• **Directives**:
- A) In the thread about favorite snowboard athletes, transcribe everything from "Xavier de Le" up to and including "is just perfect.".
- B) Translate this sentence from the snowboard athlete thread into Spanish: "Zeb Powell is probably the most exciting freestyle rider to watch."

• **Extract provided**:
# Who is your favorite snowboard athlete?



## BobbyGrand (Jan 3, 2014)

Gotta go with T Rice simply because of what he has done for the sport with Natty Select, not to mention he's an old dog throwing it down still.


----------



## Etienne (Apr 2, 2021)

Xavier de Le Rue maybe? Really love is whole approach, mixed of laid back, calculated and absolutely nuts. And lately his whole "You can learn safety and have a blast" is just perfect.

Gigi, Frederik Kalbermatten, Kazu are in the place as well. Really love Zeb Powell lately, he's so fresh! And wana see Rene Rinekangas in 5-10 years…

If I could magically get someone's skill, that would be Gigi or Danny Davis I think.


----------



## weather_nerd (7 mo ago)

Grilo is/was always my fave 

Zeb Powell is probably the most exciting freestyle rider to watch. Rene Rinekangas is also super fun. Love seeing Elena Height tear it up in the backcountry. I was a fan of hers growing up.

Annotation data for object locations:
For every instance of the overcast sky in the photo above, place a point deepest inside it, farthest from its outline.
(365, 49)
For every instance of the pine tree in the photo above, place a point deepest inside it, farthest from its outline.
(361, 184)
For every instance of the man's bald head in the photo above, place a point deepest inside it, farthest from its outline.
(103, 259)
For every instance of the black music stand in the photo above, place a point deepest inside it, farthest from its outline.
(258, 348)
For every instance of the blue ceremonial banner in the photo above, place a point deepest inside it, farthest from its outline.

• **Task-by-task results**:
- A)
Xavier de Le Rue maybe? Really love is whole approach, mixed of laid back, calculated and absolutely nuts. And lately his whole "You can learn safety and have a blast" is just perfect.

- B) Zeb Powell es probablemente el rider de freestyle más emocionante de ver.